* SHORT TASK 1 *
In the core dump patch discussion, translate this sentence into Spanish: "A better way might be to place the shared memory segments last if that's possible (I'm not sure ELF supports out-of-order segments)."

Kawai, Hidehiro <[email protected]> wrote:

> static int elf_fdpic_dump_segments(struct file *file, struct mm_struct *mm,
> - size_t *size, unsigned long *limit)
> + size_t *size, unsigned long *limit,
> + unsigned int omit_anon_shared)

Why are you passing it as an extra argument when you could just use
mm->coredump_omit_anon_shared here:

> + if (!maydump(vma, omit_anon_shared))

And here:

> + phdr.p_filesz = maydump(vma, omit_anon_shared) ? sz : 0;

Actually, I think I would just pass the mm pointer you have into maydump() and
let that dereference it here:

> + if (omit_anon_shared) {

which would then be:

if (mm->coredump_omit_anon_shared) {

Then the calls to maydump() would be:

if (!maydump(vma, mm))

and:

phdr.p_filesz = maydump(vma, current->mm) ? sz : 0;

I wouldn't worry, were I you, about the setting changing whilst it's being
used. If you are worried about that, you can probably do some locking against
that.

David

2007-02-16 15:09:33

by David Howells

[permalink] [raw]
Subject: Re: [PATCH 0/4] coredump: core dump masking support v3

Kawai, Hidehiro <[email protected]> wrote:

> To avoid the above situation we can limit the core file size by
> setrlimit(2) or ulimit(1). But this method can lose important data
> such as stack because core dumping is terminated halfway.
> So I suggest keeping shared memory segments from being dumped for
> particular processes.

A better way might be to place the shared memory segments last if that's
possible (I'm not sure ELF supports out-of-order segments).

> Because the shared memory attached to processes is common in them, we don't
> need to dump the shared memory every time.

So there's no guarantee that they'll be dumped at all... I'm not sure there's
any way around that, however.

Data records
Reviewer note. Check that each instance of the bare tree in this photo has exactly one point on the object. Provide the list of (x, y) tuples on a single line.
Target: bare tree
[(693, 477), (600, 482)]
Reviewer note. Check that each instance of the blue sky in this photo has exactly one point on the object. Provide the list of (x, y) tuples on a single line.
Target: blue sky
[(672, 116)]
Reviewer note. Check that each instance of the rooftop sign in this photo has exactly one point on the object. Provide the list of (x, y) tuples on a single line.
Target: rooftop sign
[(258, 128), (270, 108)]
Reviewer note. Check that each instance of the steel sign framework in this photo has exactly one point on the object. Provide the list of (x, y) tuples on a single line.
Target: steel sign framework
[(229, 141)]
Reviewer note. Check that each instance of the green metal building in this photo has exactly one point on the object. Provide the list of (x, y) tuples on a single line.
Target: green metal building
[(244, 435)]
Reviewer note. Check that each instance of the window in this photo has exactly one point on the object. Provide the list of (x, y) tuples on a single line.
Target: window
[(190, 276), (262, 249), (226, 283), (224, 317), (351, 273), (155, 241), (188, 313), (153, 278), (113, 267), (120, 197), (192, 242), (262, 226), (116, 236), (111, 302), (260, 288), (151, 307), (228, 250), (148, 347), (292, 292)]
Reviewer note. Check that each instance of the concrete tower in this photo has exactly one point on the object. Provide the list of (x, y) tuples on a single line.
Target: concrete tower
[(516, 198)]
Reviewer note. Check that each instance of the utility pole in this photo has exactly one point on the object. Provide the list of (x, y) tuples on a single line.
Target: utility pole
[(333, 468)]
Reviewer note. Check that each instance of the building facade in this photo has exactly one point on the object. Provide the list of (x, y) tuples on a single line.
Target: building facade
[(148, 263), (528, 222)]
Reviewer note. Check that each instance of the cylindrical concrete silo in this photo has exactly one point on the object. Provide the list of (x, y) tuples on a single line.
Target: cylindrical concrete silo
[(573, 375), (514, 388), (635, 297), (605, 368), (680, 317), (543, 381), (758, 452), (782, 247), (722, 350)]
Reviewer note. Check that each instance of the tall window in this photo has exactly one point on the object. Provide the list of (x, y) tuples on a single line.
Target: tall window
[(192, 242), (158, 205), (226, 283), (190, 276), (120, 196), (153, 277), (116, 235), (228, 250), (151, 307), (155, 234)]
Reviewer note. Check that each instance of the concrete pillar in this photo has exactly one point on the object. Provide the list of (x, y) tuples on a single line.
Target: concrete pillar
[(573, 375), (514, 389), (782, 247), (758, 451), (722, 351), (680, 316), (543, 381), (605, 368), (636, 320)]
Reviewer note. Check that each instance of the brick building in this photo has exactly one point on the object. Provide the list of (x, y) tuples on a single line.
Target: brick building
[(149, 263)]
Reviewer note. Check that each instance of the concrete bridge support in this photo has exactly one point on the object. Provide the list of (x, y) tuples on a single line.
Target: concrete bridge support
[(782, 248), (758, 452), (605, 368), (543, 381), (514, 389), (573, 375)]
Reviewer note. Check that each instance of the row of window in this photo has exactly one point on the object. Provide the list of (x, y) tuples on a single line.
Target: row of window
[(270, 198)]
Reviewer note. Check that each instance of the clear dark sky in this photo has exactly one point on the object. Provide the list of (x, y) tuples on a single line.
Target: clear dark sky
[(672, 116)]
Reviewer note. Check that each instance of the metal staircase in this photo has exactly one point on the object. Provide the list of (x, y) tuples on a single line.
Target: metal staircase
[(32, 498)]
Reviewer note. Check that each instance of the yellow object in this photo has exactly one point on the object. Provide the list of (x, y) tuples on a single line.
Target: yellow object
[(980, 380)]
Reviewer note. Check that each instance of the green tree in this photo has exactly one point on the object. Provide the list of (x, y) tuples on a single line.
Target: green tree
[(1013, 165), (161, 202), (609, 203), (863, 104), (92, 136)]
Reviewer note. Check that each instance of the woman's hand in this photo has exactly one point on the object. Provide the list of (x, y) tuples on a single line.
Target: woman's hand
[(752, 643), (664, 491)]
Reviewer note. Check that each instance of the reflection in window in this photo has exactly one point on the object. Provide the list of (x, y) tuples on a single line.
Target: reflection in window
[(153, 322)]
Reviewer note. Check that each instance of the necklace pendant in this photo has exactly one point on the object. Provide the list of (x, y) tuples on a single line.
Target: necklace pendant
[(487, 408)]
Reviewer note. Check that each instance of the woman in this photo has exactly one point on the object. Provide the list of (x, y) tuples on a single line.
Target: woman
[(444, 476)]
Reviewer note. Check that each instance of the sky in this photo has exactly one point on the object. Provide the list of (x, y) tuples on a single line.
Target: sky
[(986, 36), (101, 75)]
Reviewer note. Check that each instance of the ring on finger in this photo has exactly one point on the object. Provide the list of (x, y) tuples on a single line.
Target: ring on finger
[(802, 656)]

* SHORT TASK 2 *
In the data records, starting at the line containing "Reviewer note. Check that each instance of the woman in" and ending with the last line of the records, switch "Reviewer note" to "Quality check" and write out only those lines, with nothing else changed.

* EXERCISE ANSWER 1 *
Una mejor manera podría ser colocar los segmentos de memoria compartida al final, si es posible (no estoy seguro de que ELF admita segmentos fuera de orden).

* EXERCISE ANSWER 2 *
Quality check. Check that each instance of the woman in this photo has exactly one point on the object. Provide the list of (x, y) tuples on a single line.
Target: woman
[(444, 476)]
Quality check. Check that each instance of the sky in this photo has exactly one point on the object. Provide the list of (x, y) tuples on a single line.
Target: sky
[(986, 36), (101, 75)]
Quality check. Check that each instance of the ring on finger in this photo has exactly one point on the object. Provide the list of (x, y) tuples on a single line.
Target: ring on finger
[(802, 656)]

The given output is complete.